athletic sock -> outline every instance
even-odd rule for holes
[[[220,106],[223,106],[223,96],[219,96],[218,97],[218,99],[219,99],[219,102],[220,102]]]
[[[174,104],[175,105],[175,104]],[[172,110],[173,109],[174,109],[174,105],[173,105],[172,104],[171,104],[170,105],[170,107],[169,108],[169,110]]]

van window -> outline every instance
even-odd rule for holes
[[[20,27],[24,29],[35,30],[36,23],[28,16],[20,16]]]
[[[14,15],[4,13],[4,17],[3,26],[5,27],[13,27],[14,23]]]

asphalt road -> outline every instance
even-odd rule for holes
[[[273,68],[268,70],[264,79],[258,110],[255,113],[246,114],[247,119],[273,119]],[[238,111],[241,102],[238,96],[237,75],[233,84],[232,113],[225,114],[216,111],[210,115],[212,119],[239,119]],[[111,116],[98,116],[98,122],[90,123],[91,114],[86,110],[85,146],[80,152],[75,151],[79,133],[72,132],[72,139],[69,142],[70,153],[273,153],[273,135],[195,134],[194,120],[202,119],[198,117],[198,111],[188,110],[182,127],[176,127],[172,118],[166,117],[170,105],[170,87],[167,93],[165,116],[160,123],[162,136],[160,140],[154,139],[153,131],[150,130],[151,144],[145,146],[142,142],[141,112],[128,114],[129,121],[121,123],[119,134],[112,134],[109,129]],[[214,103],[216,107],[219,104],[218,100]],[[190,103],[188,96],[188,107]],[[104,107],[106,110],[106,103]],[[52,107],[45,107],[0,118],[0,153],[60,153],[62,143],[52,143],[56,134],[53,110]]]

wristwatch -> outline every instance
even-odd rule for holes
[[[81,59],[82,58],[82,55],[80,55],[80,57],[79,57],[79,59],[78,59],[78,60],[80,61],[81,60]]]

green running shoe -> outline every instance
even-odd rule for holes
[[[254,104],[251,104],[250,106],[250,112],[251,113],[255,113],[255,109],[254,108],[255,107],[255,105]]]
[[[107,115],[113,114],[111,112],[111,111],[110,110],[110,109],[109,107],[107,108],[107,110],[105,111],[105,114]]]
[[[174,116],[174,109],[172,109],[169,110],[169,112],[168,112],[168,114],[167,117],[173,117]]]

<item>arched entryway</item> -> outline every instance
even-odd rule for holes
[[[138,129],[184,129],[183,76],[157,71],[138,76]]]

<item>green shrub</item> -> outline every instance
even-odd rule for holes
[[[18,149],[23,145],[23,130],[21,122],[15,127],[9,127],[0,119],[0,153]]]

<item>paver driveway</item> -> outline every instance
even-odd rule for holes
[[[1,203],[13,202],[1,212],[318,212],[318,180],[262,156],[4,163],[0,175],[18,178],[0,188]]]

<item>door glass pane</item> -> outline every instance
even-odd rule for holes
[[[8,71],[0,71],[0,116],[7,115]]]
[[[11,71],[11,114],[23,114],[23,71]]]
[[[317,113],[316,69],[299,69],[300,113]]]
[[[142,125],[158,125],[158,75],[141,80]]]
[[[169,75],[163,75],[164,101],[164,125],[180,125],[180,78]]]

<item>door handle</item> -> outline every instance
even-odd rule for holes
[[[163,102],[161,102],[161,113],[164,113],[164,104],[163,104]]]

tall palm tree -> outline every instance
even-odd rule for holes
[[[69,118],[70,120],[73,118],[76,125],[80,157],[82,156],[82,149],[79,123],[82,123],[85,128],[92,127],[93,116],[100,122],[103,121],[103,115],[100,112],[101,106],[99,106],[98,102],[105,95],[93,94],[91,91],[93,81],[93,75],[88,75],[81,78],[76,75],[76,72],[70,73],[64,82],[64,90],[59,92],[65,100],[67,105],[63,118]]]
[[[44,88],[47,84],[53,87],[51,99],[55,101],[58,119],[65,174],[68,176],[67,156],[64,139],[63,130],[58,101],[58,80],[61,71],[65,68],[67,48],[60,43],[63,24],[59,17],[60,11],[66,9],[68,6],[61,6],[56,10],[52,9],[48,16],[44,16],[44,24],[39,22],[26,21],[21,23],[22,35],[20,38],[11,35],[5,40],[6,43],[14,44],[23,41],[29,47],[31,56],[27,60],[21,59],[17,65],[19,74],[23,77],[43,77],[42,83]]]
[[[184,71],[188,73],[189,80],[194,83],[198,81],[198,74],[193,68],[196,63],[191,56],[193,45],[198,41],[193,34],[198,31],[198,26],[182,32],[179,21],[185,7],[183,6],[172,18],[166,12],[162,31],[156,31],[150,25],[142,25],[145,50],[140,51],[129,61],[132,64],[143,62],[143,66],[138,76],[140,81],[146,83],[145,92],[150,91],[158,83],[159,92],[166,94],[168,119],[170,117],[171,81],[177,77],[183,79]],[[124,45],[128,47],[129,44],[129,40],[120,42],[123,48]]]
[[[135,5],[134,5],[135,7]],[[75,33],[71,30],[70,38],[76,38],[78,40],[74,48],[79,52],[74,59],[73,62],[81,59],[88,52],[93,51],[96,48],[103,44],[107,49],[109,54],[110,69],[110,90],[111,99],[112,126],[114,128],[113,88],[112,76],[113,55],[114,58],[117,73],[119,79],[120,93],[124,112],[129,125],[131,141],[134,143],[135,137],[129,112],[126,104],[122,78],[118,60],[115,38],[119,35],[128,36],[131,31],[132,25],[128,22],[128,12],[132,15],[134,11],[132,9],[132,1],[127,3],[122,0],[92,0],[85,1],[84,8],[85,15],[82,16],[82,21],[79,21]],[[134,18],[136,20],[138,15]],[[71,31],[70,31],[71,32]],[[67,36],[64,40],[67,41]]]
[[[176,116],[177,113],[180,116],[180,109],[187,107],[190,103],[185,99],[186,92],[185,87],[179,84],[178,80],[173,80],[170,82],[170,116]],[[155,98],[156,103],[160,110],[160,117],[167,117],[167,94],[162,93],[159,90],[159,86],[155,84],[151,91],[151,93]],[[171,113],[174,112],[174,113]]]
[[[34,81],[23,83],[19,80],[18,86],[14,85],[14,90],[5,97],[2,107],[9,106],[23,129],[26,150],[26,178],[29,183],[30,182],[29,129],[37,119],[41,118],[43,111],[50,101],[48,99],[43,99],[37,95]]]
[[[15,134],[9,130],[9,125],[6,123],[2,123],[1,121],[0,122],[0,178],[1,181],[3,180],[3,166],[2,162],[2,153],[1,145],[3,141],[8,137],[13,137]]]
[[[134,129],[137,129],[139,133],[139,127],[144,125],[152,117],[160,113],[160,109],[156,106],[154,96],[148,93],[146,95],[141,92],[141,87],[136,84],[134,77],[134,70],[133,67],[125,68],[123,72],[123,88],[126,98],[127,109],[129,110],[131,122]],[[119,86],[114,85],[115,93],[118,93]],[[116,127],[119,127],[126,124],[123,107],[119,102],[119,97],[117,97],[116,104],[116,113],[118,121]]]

---*---

▶ **Challenge**: Reproduce every line of the records above verbatim, from the first to the last.

▶ **Output of the exercise**:
athletic sock -> outline every instance
even-odd rule for holes
[[[220,106],[223,106],[223,96],[219,96],[218,97],[218,99],[219,99],[219,102],[220,102]]]
[[[174,104],[175,105],[175,104]],[[172,110],[173,109],[174,109],[174,105],[173,105],[172,104],[171,104],[170,105],[170,107],[169,108],[169,110]]]

van window -> outline every instance
even-odd rule for holes
[[[20,27],[24,29],[35,30],[36,23],[28,16],[20,16]]]
[[[14,15],[4,13],[4,17],[3,26],[5,27],[13,27],[14,23]]]

asphalt road -> outline every instance
even-odd rule for holes
[[[273,68],[268,70],[264,79],[258,110],[255,113],[246,114],[247,119],[273,119]],[[238,111],[241,102],[238,96],[237,75],[233,84],[232,113],[225,114],[216,111],[210,115],[212,119],[239,119]],[[111,116],[98,116],[98,122],[90,123],[91,114],[86,110],[85,146],[80,152],[75,151],[79,133],[72,132],[72,139],[69,142],[70,153],[273,153],[273,135],[195,134],[194,120],[202,119],[198,117],[198,111],[188,110],[182,127],[176,127],[172,118],[166,117],[170,105],[170,87],[167,93],[165,116],[160,123],[162,136],[160,140],[154,139],[153,131],[150,130],[151,144],[145,146],[142,142],[141,112],[128,114],[129,121],[121,123],[119,134],[112,134],[109,129]],[[214,103],[216,107],[219,104],[218,100]],[[190,103],[188,96],[188,107]],[[104,107],[106,110],[106,103]],[[52,107],[45,107],[0,118],[0,153],[60,153],[62,143],[52,143],[56,134],[53,110]]]

wristwatch -> outline every instance
even-odd rule for holes
[[[81,59],[82,58],[82,55],[80,55],[80,57],[79,57],[79,59],[78,59],[78,60],[80,61],[81,60]]]

green running shoe -> outline every instance
even-odd rule for holes
[[[254,104],[251,104],[250,106],[250,112],[251,113],[255,113],[255,109],[254,108],[255,107],[255,105]]]
[[[107,115],[113,114],[111,112],[111,111],[110,110],[110,109],[109,107],[107,108],[107,110],[105,111],[105,114]]]
[[[174,116],[174,109],[172,109],[169,110],[169,112],[168,112],[168,114],[167,117],[173,117]]]

<item>arched entryway</item> -> outline every instance
even-odd rule for holes
[[[138,129],[184,129],[183,76],[157,71],[138,76]]]

<item>green shrub</item> -> outline every instance
even-odd rule for holes
[[[18,149],[23,145],[23,130],[21,122],[15,127],[9,127],[0,119],[0,153]]]

<item>paver driveway</item> -> outline every instance
even-odd rule for holes
[[[1,203],[13,202],[1,212],[318,212],[318,180],[262,156],[4,163],[0,175],[18,178],[0,188]]]

<item>door glass pane</item> -> outline every instance
even-odd rule for holes
[[[8,71],[0,71],[0,116],[7,115]]]
[[[11,71],[11,114],[23,114],[23,71]]]
[[[317,113],[316,69],[299,69],[300,113]]]
[[[142,125],[158,125],[158,75],[141,80]]]
[[[169,75],[163,75],[164,101],[164,125],[180,125],[180,78]]]

<item>door handle</item> -> outline every instance
even-odd rule for holes
[[[163,102],[161,102],[161,113],[164,113],[164,104],[163,104]]]

tall palm tree -> outline every instance
even-odd rule for holes
[[[69,118],[70,120],[73,118],[76,125],[80,157],[82,156],[82,149],[79,123],[82,123],[85,128],[92,127],[93,116],[100,122],[103,121],[103,115],[100,112],[101,106],[99,106],[98,102],[105,95],[93,94],[91,91],[93,81],[93,75],[88,75],[81,78],[76,75],[76,72],[70,73],[64,82],[64,90],[59,92],[65,100],[67,105],[63,118]]]
[[[44,88],[47,84],[53,87],[51,99],[55,101],[58,119],[65,174],[68,176],[67,156],[64,139],[63,130],[58,101],[58,80],[61,71],[65,68],[67,48],[60,43],[63,24],[59,17],[60,11],[66,9],[68,6],[61,6],[56,10],[52,9],[48,16],[44,16],[44,24],[39,22],[26,21],[21,23],[22,35],[20,38],[11,35],[5,40],[6,43],[14,44],[23,41],[29,47],[31,56],[27,60],[21,59],[17,65],[19,74],[23,77],[43,77],[42,83]]]
[[[184,71],[188,73],[189,80],[194,83],[198,81],[198,74],[193,68],[196,63],[191,56],[193,45],[198,41],[193,34],[198,31],[198,26],[182,32],[179,21],[185,7],[183,6],[172,18],[166,12],[162,31],[156,31],[150,25],[142,25],[145,50],[140,51],[129,61],[132,64],[143,62],[143,66],[138,76],[140,81],[146,83],[145,92],[150,91],[158,83],[159,92],[166,94],[168,119],[170,117],[171,81],[177,77],[183,79]],[[124,45],[128,47],[129,44],[129,40],[120,42],[123,48]]]
[[[135,5],[134,5],[135,7]],[[75,33],[71,30],[70,38],[76,38],[78,40],[74,48],[79,52],[74,59],[73,62],[81,59],[88,52],[93,51],[96,48],[103,44],[107,49],[109,54],[110,69],[110,90],[111,99],[112,126],[114,128],[113,88],[112,76],[113,55],[114,58],[117,73],[119,79],[120,93],[124,112],[129,125],[131,141],[134,143],[135,137],[129,112],[126,104],[122,78],[118,60],[115,38],[119,35],[128,36],[131,31],[132,25],[128,22],[128,12],[132,15],[134,11],[132,9],[132,1],[127,3],[122,0],[92,0],[85,1],[84,8],[85,15],[82,16],[82,21],[79,21]],[[134,18],[136,20],[138,15]],[[71,31],[70,31],[71,32]],[[67,36],[64,40],[67,41]]]
[[[176,116],[177,113],[180,116],[180,109],[187,107],[190,103],[185,99],[186,92],[185,87],[179,84],[178,80],[173,80],[170,82],[170,116]],[[155,98],[156,103],[160,110],[160,117],[167,117],[167,94],[162,93],[159,90],[159,86],[155,84],[151,91],[151,93]],[[171,113],[174,112],[174,113]]]
[[[34,81],[23,83],[19,80],[18,86],[14,85],[14,90],[5,97],[2,107],[9,106],[23,129],[26,150],[26,178],[29,183],[30,182],[29,129],[37,119],[41,118],[43,111],[50,101],[48,99],[43,99],[37,95]]]
[[[15,134],[9,130],[9,125],[6,123],[2,123],[1,121],[0,122],[0,178],[1,181],[3,180],[3,166],[2,162],[2,153],[1,145],[3,141],[8,137],[13,137]]]
[[[134,129],[137,129],[139,133],[139,127],[144,125],[152,117],[160,113],[160,109],[156,106],[154,96],[148,93],[146,95],[141,92],[141,87],[136,84],[134,77],[134,70],[133,67],[125,68],[123,72],[123,88],[126,98],[127,109],[129,110],[131,122]],[[119,86],[114,85],[115,93],[118,93]],[[116,127],[119,127],[126,124],[123,107],[119,102],[119,97],[117,97],[116,104],[116,113],[118,121]]]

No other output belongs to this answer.